TASK DESCRIPTION.
Translate this sentence from the text about Scotty Moore into Spanish: “Everyone else wanted to be Elvis” said Keith Richards, “I wanted to be Scotty”.

SOURCE TEXT.
========================================================================

The rest, as they say, is history. Well almost.
Joined by D J Fontana on drums, Scotty played with
Elvis through the early Sun days (when he briefly
became his manager), the RCA years and the lost
times in Hollywood. In 1968 he was there playing
the old tunes live with Elvis for the famous TV
Special (get the DVD if you don’t have it)
and was then, at least as it seems to me, unceremoniously
dumped – without, it should be noted, a word
of complaint – as Elvis moved to the bigger
and undoubtedly more sophisticated setup of the
American Sound Studios in Memphis. |

Scotty Moore autobiography, 1997 |
Not
to say that Scotty didn’t continue working
– as you can read elsewhere. But in that little
crudely soundproofed room on a street corner in
Memphis Scotty created a sound that would last forever,
and in the course inspired generations of musicians.
“Everyone else wanted to be Elvis” said
Keith Richards, “I wanted to be Scotty”.
And if you get the chance you should go to the reconstructed
and now working again Sun
Studios (after it first closed down it was used
as a garage store and a barber’s shop) and
do the tour. It’s one of those “and
this is probably where…”, “I like
to believe that what happened next was ..”,
“and I’m sure if he was here today he’d
say that…” experiences, but nothing
can take away from the atmosphere in the studio
itself – and if you’re a ‘being
there’ sort of person, then this is one you
should tick off the list – a bit like going
to see Scotty if you get the chance.

========================================================================

Segmentation dataset rows.
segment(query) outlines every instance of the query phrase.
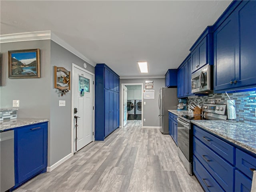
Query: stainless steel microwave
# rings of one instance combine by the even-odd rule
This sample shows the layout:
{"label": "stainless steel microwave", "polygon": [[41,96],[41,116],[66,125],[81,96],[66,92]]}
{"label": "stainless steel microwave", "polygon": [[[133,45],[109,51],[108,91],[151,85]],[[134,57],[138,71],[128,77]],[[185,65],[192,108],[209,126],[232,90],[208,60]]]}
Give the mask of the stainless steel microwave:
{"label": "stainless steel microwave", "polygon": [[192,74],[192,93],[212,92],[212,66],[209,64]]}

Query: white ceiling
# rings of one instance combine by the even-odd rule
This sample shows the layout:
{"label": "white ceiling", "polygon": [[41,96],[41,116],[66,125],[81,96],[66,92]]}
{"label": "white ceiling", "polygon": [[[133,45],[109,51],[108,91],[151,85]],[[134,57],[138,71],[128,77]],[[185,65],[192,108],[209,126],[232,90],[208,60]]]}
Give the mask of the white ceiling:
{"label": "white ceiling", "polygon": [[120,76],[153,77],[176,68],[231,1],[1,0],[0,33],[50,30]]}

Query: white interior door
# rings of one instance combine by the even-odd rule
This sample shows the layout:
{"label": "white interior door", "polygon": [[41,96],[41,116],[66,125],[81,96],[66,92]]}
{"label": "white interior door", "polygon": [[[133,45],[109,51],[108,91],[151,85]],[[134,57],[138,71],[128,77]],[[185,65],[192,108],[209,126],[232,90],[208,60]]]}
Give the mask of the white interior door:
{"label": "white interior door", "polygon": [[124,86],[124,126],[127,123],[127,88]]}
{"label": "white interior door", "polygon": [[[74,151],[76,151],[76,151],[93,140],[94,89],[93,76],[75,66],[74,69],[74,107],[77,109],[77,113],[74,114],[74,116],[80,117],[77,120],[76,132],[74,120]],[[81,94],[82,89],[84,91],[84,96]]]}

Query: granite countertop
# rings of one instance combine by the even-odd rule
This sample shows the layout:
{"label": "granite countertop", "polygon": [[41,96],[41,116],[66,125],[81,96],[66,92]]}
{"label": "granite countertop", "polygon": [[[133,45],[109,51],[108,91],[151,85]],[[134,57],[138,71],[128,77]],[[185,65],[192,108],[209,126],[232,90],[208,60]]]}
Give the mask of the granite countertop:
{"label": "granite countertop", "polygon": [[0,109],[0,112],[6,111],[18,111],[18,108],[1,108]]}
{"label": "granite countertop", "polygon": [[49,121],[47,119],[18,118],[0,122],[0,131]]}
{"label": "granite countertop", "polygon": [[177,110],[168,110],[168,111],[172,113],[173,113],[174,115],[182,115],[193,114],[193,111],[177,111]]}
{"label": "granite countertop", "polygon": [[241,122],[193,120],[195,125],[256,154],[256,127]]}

========================================================================

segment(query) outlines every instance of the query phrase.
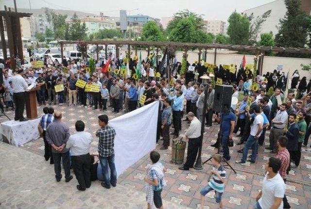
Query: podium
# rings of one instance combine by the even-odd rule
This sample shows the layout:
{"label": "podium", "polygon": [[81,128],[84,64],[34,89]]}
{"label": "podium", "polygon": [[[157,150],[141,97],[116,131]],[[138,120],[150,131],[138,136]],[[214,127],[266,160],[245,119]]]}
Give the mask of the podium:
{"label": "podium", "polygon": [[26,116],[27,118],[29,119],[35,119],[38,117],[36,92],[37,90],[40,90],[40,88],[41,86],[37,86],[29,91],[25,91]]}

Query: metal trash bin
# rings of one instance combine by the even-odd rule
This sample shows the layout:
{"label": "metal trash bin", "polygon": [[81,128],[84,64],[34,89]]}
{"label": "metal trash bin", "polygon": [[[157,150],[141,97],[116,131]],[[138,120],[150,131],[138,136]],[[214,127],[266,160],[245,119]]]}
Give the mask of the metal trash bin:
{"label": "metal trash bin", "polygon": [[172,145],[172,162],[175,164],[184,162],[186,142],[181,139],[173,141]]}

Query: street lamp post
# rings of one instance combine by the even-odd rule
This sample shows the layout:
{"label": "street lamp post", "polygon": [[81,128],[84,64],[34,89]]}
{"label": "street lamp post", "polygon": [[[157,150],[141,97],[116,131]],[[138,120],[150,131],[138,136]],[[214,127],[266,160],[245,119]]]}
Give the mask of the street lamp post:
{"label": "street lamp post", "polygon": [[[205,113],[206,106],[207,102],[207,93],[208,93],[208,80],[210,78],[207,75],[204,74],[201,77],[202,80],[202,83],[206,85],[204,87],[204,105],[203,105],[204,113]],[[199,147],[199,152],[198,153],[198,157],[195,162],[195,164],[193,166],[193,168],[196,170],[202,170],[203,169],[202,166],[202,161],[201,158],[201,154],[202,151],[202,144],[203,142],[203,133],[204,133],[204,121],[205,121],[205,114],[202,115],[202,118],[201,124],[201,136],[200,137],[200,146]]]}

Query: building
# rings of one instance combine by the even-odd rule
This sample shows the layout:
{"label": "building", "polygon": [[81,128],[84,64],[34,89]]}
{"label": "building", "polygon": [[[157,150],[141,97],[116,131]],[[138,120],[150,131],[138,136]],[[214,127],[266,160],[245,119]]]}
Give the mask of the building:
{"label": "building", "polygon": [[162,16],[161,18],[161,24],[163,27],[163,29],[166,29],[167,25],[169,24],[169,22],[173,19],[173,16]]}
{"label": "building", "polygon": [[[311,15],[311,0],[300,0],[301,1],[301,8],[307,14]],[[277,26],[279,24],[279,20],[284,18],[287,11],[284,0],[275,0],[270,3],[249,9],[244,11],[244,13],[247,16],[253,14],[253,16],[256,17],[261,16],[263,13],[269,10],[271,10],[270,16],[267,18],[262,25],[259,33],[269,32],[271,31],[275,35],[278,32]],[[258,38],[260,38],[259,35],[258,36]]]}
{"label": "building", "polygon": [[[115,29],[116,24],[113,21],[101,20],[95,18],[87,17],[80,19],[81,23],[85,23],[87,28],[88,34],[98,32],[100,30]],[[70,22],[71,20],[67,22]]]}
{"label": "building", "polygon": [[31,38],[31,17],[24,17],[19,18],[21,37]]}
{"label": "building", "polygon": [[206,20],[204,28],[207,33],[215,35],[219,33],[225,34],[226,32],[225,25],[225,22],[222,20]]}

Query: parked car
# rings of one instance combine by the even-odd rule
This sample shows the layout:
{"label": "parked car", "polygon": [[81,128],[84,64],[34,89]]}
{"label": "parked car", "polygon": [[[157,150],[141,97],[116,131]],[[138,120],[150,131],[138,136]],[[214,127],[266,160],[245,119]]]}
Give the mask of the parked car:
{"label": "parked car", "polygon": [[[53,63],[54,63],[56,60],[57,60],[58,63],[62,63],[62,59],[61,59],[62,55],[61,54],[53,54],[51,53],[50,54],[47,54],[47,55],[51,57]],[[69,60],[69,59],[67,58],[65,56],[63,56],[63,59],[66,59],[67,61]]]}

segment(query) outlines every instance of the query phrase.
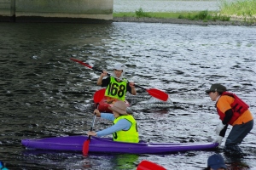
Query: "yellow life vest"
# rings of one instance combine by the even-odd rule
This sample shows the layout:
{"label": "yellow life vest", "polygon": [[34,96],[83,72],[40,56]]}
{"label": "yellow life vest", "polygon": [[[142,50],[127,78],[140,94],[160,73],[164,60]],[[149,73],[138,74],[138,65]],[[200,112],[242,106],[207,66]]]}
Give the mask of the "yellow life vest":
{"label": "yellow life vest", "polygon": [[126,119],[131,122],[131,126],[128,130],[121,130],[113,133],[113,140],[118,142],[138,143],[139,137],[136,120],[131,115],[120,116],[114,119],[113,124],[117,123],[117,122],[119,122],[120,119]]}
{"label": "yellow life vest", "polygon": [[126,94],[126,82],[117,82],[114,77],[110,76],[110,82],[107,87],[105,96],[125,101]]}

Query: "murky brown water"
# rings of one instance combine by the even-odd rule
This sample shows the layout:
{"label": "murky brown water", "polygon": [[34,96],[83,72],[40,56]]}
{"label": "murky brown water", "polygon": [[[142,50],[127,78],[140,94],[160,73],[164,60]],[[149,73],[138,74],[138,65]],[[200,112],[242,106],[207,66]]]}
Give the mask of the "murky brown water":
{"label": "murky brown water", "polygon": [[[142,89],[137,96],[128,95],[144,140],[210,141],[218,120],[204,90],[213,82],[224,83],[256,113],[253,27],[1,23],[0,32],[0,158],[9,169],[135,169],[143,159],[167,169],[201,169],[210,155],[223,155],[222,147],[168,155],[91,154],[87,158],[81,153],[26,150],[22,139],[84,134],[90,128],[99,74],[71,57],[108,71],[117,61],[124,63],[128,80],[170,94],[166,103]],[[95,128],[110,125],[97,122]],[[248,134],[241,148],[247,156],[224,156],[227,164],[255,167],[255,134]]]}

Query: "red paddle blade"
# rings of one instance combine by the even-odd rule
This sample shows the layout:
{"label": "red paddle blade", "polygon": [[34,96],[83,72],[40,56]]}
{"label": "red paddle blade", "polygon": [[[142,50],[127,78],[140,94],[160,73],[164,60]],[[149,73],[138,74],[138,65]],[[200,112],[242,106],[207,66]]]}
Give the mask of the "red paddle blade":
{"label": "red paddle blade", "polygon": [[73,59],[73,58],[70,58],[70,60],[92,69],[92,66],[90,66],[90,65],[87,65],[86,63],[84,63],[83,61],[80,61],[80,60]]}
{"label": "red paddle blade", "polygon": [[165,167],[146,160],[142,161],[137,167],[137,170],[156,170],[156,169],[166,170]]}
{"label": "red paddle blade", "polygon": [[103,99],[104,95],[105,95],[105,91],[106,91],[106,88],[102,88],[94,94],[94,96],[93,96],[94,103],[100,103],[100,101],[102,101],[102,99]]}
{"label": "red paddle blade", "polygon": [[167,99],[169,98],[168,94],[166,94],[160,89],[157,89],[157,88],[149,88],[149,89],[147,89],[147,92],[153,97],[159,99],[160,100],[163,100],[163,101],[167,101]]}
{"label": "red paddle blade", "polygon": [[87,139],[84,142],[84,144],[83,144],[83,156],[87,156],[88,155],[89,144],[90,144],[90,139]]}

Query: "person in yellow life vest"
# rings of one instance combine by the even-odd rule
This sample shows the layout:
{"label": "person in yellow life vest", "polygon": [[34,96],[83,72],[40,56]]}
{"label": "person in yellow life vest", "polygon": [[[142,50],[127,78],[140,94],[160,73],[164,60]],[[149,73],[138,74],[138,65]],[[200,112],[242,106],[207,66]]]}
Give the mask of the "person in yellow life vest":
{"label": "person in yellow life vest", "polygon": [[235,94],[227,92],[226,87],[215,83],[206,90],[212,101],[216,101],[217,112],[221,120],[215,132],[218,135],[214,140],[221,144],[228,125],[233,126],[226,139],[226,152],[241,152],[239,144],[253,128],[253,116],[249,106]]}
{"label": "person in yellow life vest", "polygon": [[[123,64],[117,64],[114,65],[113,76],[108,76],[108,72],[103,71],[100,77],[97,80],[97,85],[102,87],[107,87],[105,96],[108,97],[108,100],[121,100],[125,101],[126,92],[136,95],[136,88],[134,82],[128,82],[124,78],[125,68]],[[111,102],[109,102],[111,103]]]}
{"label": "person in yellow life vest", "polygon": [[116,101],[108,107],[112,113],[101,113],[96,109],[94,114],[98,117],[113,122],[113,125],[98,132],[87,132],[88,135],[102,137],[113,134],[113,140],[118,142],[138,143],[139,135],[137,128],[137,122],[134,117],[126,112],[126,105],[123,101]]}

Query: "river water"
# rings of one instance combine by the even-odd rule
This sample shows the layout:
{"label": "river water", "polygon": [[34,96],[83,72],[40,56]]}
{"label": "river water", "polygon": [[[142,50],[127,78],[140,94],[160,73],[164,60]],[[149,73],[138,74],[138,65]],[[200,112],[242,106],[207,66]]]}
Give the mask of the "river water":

========================================================================

SOLUTION.
«Todos los demás querían ser Elvis», dijo Keith Richards, «yo quería ser Scotty».